**ACTIVITY**
Those lines of the records that contain "white" are to be located and copied.

─── THE DATA ───

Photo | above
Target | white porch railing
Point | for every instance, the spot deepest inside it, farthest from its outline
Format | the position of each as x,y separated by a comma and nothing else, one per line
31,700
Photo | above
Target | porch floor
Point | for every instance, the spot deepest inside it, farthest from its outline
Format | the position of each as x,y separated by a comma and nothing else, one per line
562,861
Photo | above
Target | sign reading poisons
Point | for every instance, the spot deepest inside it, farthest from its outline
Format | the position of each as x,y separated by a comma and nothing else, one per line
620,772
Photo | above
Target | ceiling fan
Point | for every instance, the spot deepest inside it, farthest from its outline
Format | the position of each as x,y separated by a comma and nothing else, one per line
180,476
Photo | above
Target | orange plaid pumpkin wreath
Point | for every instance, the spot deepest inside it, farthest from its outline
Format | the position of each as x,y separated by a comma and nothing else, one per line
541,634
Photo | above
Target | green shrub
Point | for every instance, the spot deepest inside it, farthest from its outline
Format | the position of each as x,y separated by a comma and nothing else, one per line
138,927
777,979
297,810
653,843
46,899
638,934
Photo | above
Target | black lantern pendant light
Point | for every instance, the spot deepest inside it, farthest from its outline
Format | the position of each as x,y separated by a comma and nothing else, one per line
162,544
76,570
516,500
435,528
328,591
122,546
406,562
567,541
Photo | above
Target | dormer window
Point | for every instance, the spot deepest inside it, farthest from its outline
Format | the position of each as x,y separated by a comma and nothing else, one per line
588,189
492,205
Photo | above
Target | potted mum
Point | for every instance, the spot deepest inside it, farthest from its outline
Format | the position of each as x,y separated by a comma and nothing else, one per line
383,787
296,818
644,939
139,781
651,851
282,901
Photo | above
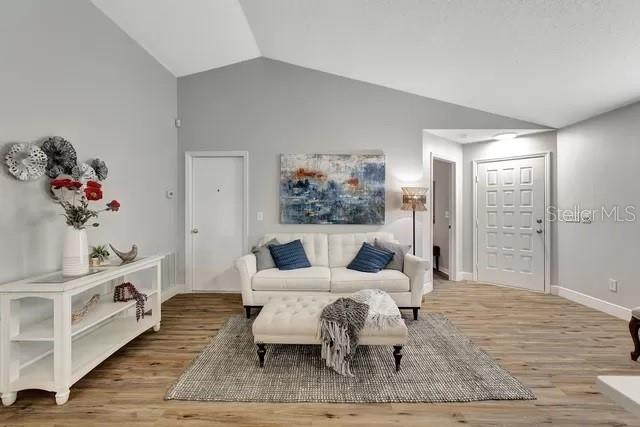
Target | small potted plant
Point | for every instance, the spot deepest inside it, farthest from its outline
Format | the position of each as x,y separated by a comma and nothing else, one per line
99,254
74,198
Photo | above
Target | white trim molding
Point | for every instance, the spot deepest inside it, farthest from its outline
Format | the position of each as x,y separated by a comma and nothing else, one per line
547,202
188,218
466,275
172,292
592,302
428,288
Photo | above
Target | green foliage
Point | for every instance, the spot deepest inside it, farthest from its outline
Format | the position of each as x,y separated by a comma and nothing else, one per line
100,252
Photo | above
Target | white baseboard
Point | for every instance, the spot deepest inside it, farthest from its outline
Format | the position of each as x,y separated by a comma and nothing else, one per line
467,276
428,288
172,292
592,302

───
─── THE DATA ───

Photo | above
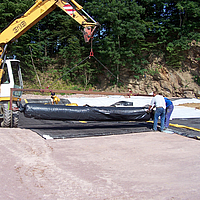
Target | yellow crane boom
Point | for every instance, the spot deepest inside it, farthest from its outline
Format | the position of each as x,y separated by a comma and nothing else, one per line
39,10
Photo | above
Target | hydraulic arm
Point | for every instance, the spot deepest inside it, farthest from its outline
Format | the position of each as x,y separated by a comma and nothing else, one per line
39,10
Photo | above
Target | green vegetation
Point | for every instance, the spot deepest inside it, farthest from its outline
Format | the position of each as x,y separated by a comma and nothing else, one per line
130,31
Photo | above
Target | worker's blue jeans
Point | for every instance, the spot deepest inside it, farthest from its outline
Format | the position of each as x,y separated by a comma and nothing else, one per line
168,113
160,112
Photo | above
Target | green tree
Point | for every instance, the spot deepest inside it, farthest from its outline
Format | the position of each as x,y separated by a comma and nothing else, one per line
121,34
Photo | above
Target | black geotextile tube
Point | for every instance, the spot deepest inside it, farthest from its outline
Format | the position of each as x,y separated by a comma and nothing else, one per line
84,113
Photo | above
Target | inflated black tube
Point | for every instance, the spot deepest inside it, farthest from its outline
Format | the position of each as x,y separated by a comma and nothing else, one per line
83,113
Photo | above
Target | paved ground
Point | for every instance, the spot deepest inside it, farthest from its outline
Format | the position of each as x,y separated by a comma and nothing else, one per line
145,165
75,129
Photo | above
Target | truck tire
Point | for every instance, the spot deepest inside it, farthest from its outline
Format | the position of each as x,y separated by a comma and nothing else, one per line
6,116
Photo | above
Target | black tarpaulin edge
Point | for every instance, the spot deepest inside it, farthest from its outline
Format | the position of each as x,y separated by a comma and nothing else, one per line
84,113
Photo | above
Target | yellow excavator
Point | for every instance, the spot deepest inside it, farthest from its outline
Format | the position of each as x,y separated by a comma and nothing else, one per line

───

**ANSWER**
Target | white porch railing
Target | white trim molding
Target | white baseboard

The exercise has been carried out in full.